| Exercise requirements |
a) Condense the paragraph in the farm-stay article that begins "India, we've often been told" into a short list of its main facts.
b) Please rewrite the farm-stay article starting with "India, we've often" and going on through "of the day.", putting "travelers" in place of "tourists".

| Text |
-- -- --

Not lounging in but mucking out

A new generation of rural retreats offers rustic accommodation, home-grown produce and the chance to get your hands dirty.
Not lounging in but mucking out
A new generation of rural retreats offers rustic accommodation, home-grown produce and the chance to get your hands dirty.
When Vrichita and San deep Karnik travelled to Mumbai from Muscat for their annual holiday in July, they visited family, met up with friends and shopped.But they also spent three days planting rice in a remote corner of coastal Maharashtra.

The Karniks are city people. Sandeep works in a shipping company, Vrichita is a housewife and their teenage daughter Nishita is a student. But they were enchanted by their farm stay in Ratnagiri. "Homely atmosphere and great food. It was really fun, "Vrichita says, about their rainy, slushy but fabulous vacation.
India, we've often been told, lives in its villages. But we've rarely bothered to experience this for ourselves. The Karniks are, however, part of a new breed of tourists eager to get away from the hill station-and-history trail and visit unexpected corners of rural India. They are willing to put up with insects, no mobile signal and mystifying T-junctions in order to watch cows being milked, collect their own eggs from the hencoop and munch on the sweet potatoes that they've pulled from the ground. As long as there are clean rooms and good loos at the end of the day.

-- -- --

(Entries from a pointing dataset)
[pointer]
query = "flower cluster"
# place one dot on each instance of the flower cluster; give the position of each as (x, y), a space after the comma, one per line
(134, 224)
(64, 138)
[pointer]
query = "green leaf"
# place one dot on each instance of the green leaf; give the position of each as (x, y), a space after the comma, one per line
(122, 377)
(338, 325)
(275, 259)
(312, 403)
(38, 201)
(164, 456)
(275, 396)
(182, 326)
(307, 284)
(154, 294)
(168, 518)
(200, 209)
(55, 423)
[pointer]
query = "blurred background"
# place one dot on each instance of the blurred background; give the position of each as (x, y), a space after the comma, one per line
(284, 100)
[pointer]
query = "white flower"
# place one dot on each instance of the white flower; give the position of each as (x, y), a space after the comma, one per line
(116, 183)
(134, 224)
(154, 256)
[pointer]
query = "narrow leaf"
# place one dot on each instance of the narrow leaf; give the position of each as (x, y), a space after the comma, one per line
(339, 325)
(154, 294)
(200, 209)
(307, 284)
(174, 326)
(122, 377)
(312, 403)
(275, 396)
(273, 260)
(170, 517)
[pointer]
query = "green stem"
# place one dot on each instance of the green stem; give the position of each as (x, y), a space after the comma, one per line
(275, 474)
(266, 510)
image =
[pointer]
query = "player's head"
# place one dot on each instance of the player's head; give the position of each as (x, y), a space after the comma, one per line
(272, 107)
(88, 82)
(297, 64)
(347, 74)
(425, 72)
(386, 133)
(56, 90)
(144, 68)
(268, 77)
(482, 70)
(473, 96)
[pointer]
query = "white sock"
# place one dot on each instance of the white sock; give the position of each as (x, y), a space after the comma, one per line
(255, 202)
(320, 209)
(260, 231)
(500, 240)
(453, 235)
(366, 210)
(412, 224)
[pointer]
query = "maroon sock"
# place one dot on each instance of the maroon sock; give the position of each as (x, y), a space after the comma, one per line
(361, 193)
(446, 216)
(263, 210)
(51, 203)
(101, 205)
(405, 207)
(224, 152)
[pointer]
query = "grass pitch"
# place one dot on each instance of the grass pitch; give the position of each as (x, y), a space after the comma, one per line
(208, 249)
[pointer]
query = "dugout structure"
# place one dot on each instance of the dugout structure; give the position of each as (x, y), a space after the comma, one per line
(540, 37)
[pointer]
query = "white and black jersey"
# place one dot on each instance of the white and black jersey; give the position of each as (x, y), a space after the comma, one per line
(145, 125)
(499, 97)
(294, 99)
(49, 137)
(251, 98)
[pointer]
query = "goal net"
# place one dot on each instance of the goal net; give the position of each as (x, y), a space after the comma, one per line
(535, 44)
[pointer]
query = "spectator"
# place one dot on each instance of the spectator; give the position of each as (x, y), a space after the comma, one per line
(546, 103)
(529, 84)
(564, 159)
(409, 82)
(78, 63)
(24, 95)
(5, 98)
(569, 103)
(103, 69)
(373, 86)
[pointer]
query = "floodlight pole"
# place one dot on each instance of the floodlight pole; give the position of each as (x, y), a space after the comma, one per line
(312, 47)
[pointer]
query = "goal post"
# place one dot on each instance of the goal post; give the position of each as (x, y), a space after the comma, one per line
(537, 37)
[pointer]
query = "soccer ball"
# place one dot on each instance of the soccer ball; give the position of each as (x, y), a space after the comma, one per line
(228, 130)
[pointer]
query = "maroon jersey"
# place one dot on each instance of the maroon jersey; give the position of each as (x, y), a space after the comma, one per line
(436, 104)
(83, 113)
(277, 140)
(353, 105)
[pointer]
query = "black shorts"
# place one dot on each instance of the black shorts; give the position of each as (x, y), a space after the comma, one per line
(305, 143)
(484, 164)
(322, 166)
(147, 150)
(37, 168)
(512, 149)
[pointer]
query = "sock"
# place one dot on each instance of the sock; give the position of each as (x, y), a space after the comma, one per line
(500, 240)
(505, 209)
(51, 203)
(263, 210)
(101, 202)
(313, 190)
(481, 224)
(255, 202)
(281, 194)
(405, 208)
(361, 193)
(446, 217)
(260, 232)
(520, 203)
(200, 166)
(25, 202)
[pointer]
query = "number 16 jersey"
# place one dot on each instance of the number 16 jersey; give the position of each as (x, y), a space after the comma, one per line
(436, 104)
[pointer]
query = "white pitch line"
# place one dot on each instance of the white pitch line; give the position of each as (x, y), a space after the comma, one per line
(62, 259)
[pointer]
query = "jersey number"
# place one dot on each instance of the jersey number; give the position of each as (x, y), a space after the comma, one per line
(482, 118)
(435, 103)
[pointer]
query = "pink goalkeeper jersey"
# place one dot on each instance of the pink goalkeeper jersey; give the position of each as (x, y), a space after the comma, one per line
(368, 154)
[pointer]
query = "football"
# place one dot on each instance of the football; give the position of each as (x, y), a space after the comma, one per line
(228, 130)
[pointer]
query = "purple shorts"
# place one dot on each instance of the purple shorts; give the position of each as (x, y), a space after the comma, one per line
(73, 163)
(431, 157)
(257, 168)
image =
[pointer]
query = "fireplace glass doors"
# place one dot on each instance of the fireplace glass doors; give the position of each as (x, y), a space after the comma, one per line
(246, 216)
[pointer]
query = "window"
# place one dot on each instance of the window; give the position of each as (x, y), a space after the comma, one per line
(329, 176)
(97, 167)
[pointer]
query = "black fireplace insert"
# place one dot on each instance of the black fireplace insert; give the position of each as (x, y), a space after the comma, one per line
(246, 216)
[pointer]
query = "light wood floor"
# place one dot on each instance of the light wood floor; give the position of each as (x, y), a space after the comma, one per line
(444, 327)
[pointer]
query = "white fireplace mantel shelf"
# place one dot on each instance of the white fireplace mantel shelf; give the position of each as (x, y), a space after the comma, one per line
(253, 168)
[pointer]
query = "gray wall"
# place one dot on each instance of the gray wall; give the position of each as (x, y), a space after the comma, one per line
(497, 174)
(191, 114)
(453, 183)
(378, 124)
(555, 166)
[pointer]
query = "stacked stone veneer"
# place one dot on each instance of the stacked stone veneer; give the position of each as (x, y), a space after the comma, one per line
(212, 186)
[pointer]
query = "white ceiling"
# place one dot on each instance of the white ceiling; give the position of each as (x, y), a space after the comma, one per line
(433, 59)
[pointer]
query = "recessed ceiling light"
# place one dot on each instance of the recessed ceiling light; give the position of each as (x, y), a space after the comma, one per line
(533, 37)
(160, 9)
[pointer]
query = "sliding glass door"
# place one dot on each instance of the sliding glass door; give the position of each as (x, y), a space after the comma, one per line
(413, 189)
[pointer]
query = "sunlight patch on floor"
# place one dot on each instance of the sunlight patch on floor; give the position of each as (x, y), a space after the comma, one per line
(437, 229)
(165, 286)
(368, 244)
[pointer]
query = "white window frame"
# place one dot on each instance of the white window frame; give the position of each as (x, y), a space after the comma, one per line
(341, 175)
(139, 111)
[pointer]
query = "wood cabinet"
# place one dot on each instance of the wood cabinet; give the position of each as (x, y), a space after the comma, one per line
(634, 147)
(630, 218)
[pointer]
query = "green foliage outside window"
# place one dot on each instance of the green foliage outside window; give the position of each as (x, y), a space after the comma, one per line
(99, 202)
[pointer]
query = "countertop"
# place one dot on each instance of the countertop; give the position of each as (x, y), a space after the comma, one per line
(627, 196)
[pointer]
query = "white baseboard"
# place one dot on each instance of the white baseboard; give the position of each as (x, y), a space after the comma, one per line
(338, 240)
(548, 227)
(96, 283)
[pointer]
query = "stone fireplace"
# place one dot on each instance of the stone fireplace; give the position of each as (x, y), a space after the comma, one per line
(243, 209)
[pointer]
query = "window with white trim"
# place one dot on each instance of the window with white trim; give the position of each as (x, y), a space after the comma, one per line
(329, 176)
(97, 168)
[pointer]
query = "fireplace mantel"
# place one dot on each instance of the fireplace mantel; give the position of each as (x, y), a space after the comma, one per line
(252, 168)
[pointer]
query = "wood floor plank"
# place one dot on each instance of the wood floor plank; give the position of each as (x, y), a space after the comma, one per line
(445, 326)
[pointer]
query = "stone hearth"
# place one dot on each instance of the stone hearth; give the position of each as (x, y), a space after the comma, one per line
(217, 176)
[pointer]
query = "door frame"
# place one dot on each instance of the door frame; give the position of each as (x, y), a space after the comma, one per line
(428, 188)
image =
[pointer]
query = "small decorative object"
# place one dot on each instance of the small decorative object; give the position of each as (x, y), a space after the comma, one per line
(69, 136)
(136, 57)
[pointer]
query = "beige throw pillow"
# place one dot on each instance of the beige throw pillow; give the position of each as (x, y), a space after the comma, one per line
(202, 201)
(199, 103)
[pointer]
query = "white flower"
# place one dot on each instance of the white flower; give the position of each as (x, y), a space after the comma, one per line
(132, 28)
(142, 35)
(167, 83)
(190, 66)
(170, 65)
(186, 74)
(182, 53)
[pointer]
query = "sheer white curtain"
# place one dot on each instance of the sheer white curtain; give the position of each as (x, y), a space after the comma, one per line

-- -- --

| Final answers |
a)
- India is often said to live in its villages, but few people have experienced this for themselves.
- The Karniks belong to a new breed of tourists who want to leave the hill station-and-history trail and visit unexpected corners of rural India.
- These tourists put up with insects, no mobile signal and confusing T-junctions.
- In return they watch cows being milked, collect their own eggs from the hencoop and eat sweet potatoes they have pulled from the ground.
- They still expect clean rooms and good loos at the end of the day.

b)
India, we've often been told, lives in its villages. But we've rarely bothered to experience this for ourselves. The Karniks are, however, part of a new breed of travelers eager to get away from the hill station-and-history trail and visit unexpected corners of rural India. They are willing to put up with insects, no mobile signal and mystifying T-junctions in order to watch cows being milked, collect their own eggs from the hencoop and munch on the sweet potatoes that they've pulled from the ground. As long as there are clean rooms and good loos at the end of the day.